------ Kutipan

Dia mengibaratkan, jika lembaga seperti Palang Merah Indonesia (PMI) tidak ada, maka masyarakat yang ingin mendonorkan darahnya akan kebingungan. Kondisi ini bisa menimbulkan penjualan darah secara bebas di tengah publik. Situasi itu yang terjadi jika dikaitan dengan maraknya penjualan ginjal saat ini.

Kinerja KTN

Tony mengakui, pemerintah memang sudah membuat Surat Keputusan (SK) Menteri membentuk Komite Transplantasi Nasional (KTN) sejak 2016. Namun, SK terkait KTN ini sempat tidak diperpanjang oleh Menteri Kesehatan terdahulu. SK baru diperpanjang oleh Menteri Kesehatan saat ini, Budi Gunadi Sadikin.

Tony memandang, kinerja KTN jauh dari dari optimal. Hal ini memunculkan pertanyaan besar seiring kebutuhan donor ginjal yang meningkat, tapi pemerintah belum menyediakan fasilitasnya dengan baik.

“Sistem registernya tidak tersedia dengan baik, bagaimana distribusinya kalau ada orang di Indonesia yang ingin mendonorkan organ tubuhnya, kemana? itu tidak ada. Kita tidak pernah tahu. Sedangkan jadwal antrean saja di RSCM itu bisa satu tahun menunggu untuk transplantasi organ,” tutur Tony menyesalkan.

KPCDI sendiri, ujar Tony lagi, kerap menerima tawaran dari orang yang ingin mendonorkan ginjalnya secara ikhlas atau tanpa kompensasi apa pun. Namun, KPCDI tidak bisa berbuat apa-apa lantaran tidak mengetahui kemana harus memfasilitasi orang-orang yang ingin mendonorkan ginjalnya. Oleh karena itu, ujar Tony menegaskan, pemerintah sudah waktunya menghadirkan fasilitas dan layanan kompeten untuk mengurusi transplantasi maupun orang yang ingin mendonorkan ginjal. Ia meyakini, jika pemerintah merealisasikannya hal itu bakal menekan praktik jual beli ginjal ilegal

“Ketika ada yang ingin mendonasikan organ tubuhnya baik itu dengan sistem donor mati dan donor hidup, ada lembaganya. Lembaga inilah yang melakukan register, yang melakukan advokasi, dia juga yang menentukan kelayakan donor dan recipient, apakah memenuhi syarat yang sudah ditentukan dan tidak ada praktik jual beli,” ucap Tony.

Langkah lainnya, kata Tony menambahkan, pemerintah juga harus harus menyiapkan rumah sakit (RS) dan fasilitas kesehatan untuk bisa melakukan transplantasi organ tubuh.

“Dokternya juga harus disiapkan, ini sumber daya manusia untuk transplantasi ginjal kan sedikit. Contohnya saja RS Hasan Sadikin (RSHS), Bandung milik pemerintah, tapi kan orang Bandung yang mau melakukan transplantasi ginjal larinya ke RSCM Jakarta, ini kan miris,” katanya.

------------

#### Tugas A
Sebutkan semua singkatan yang terdapat dalam kutipan tentang transplantasi ginjal di atas, menurut urutan kemunculan pertamanya.
#### Tugas B
Perpanjang kutipan tentang transplantasi ginjal di atas dengan beberapa kalimat yang meneruskan pembahasannya setelah kalimat terakhir.

------ Data yang Diberikan

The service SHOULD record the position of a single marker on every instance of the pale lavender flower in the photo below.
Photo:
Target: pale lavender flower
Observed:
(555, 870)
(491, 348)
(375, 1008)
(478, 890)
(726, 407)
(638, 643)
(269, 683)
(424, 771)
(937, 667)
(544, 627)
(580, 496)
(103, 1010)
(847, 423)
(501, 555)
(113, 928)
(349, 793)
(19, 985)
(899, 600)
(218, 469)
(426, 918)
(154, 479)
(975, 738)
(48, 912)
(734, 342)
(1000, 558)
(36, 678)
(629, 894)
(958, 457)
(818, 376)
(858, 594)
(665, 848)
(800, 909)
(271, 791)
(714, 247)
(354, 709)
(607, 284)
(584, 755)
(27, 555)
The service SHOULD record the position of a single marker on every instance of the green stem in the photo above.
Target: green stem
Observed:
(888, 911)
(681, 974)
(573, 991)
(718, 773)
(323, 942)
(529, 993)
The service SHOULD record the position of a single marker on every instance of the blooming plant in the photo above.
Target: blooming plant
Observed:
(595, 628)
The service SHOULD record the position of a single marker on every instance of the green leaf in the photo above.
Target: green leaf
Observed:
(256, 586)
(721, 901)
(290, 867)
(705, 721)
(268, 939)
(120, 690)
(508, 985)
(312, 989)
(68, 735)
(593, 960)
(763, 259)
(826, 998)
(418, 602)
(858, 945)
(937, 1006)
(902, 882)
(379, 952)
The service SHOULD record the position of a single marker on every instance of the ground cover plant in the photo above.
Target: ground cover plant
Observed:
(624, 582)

------------

#### Jawaban A
PMI, SK, KTN, RSCM, KPCDI, RS, RSHS

#### Jawaban B
Penanganan secara tuntas

Sejatinya, upaya memberantas praktik perdagangan ginjal ilegal tak hanya melakukan pembenahan pada sisi fasilitas dan layanan kesehatan. Aspek penting lainnya menyangkut penegakan hukum. Pemerintah melalui aparat penegak hukum sudah waktunya melakukan pengusutan secara tuntas.

Menurut Pakar Hukum Pidana dari Universitas Muhammadiyah Jakarta (UMJ) Chairul Huda, perangkat hukum berupa Undang-Undang (UU) Pemberantasan Tindak Pidana Perdagangan Orang (TPPO) sudah cukup memadai untuk meredam gerak sindikat penjual organ tubuh. Terlebih, Indonesia juga punya regulasi terkait lainnya. Namun, kata Huda aparat penegak hukum sejauh ini kerap hanya bertindak terhadap kasus yang viral. Langkah ini berpotensi mengakibatkan tidak tuntas penanganan suatu kasus TPPO penjualan organ tubuh.

“Faktor utamanya adalah tidak tuntasnya penanganan. Jadi kadang yang ditindak cuma yang viral,” ujar Huda.

Oleh karena itu, Huda mendorong, aparat penegak hukum bekerja lebih optimal dalam melindungi masyarakat dari praktik jual beli organ tubuh ilegal. Selain itu, dia juga menilai perlunya Satuan Tugas yang melibatkan Polri, Imigrasi, Kemenkes, Dinas Kesehatan, dan instansi terkait lainnya.

“Harapannya (penanganan) lebih terkoordinasi dan ada fungsi kontrol horizontal di antara lembaga-lembaga itu,” ujar Huda.

Sementara, Pakar Hukum Pidana Universitas Trisakti Abdul Fickar Hadjar menekankan tentang penguatan pengawasan oleh aparat penegak hukum. Pengawasan ini menyasar media sosial maupun lingkungan masyarakat. Aspek krusial lainnya yaitu aparat penegak hukum perlu memberi kesadaran kepada masyarakat agar berani melapor apabila mengetahui praktik jual beli organ tubuh.